DATA FOR ANALYSIS —
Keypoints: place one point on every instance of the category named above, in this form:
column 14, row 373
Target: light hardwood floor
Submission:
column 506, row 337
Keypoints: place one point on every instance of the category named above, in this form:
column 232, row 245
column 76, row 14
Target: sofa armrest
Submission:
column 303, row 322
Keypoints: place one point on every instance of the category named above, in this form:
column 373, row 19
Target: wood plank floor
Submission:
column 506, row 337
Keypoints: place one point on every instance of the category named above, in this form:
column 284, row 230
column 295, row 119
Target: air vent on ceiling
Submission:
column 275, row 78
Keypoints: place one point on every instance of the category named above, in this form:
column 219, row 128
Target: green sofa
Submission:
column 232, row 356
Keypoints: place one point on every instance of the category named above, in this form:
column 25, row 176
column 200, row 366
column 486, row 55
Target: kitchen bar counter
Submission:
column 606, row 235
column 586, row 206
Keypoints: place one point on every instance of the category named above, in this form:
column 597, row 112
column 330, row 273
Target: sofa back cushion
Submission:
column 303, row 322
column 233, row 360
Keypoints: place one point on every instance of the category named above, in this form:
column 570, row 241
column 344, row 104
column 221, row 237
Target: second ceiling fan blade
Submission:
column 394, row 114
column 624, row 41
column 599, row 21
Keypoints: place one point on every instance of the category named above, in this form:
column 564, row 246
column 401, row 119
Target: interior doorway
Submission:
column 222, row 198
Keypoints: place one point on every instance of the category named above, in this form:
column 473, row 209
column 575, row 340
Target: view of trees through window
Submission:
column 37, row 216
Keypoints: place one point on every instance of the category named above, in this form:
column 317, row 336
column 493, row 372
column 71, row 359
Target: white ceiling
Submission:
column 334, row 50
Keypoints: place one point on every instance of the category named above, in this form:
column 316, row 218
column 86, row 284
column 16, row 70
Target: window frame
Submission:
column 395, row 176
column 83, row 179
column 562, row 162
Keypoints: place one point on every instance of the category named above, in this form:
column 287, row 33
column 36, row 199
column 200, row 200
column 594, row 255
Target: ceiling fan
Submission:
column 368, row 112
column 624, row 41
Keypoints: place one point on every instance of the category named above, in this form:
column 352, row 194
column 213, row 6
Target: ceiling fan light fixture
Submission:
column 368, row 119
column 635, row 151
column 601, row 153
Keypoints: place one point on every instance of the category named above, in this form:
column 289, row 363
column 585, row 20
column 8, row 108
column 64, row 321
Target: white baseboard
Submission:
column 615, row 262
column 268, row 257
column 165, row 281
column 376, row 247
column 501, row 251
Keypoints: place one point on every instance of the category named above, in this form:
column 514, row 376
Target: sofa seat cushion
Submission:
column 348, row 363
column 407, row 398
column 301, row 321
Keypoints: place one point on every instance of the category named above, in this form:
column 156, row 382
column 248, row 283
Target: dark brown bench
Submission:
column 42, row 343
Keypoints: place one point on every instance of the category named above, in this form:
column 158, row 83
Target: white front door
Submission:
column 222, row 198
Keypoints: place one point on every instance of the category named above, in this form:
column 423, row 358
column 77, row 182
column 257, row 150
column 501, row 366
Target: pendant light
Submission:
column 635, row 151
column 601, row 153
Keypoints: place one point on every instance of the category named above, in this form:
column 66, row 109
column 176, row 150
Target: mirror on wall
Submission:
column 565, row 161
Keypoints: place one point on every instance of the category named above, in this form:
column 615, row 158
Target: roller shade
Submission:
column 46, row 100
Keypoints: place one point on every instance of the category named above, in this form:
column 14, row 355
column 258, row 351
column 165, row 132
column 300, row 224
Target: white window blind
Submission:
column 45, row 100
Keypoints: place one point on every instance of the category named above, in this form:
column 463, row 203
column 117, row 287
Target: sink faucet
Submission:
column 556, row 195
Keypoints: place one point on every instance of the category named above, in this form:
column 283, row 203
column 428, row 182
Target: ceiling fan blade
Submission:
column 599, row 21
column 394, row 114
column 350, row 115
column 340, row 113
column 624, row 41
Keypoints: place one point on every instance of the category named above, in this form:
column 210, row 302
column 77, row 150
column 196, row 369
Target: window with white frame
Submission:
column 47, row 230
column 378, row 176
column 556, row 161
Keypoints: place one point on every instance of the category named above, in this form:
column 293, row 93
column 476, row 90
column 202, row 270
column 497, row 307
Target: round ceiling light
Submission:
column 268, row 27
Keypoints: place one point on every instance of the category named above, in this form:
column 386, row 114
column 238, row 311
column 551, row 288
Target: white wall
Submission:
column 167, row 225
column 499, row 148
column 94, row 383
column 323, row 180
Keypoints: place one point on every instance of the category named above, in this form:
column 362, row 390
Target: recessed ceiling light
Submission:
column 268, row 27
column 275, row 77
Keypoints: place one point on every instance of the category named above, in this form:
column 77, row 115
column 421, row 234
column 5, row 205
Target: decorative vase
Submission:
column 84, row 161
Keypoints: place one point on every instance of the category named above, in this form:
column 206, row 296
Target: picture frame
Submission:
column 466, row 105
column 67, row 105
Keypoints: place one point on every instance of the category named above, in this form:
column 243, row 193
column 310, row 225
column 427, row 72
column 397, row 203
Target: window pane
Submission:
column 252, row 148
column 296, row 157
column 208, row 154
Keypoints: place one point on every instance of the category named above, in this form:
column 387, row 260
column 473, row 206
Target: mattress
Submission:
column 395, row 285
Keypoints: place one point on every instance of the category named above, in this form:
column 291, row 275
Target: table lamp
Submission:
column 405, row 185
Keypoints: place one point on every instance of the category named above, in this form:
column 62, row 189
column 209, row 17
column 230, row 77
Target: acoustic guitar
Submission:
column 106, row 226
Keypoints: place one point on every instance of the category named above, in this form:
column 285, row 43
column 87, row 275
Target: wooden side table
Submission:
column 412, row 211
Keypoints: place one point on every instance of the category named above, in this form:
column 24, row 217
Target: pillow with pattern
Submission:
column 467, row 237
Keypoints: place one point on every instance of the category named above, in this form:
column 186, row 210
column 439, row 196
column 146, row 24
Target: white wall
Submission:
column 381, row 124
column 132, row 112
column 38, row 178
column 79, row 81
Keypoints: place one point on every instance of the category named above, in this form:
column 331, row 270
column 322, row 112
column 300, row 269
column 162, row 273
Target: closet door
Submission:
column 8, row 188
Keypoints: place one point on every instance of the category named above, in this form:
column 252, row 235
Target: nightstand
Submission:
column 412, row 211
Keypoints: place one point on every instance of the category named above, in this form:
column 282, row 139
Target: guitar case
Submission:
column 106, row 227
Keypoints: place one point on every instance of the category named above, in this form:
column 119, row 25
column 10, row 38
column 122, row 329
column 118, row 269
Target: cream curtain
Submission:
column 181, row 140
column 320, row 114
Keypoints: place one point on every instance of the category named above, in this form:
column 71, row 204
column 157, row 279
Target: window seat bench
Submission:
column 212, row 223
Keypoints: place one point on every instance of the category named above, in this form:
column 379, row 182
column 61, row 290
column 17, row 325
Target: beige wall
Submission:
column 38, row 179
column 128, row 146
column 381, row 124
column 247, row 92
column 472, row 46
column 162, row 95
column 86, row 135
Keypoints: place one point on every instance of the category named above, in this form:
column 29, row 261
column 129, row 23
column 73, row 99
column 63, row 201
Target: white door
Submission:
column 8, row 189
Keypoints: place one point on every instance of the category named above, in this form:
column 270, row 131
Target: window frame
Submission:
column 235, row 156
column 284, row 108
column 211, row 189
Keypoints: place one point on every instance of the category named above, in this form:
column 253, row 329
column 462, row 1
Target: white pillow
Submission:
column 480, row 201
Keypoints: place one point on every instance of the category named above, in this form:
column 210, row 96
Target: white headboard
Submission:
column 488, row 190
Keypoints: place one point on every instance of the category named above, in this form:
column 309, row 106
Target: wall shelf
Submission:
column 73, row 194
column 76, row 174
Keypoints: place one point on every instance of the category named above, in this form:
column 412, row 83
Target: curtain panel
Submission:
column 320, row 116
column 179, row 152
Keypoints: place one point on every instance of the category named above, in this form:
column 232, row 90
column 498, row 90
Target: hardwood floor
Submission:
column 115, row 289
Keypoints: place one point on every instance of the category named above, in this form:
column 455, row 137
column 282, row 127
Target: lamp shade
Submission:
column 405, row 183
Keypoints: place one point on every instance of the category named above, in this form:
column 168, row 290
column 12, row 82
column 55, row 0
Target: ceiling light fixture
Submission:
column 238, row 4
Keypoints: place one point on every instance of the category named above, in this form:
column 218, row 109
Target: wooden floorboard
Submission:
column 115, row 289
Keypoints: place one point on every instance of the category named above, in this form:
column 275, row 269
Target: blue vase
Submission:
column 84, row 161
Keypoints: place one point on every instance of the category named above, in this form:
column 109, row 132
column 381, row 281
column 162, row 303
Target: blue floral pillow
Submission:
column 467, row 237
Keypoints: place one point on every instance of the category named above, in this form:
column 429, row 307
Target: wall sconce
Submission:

REQUIRED WORK —
Which lines in the records above hold the string "cushion"? Copy each of them.

RESPONSE —
Target: sofa back cushion
Target: sofa seat cushion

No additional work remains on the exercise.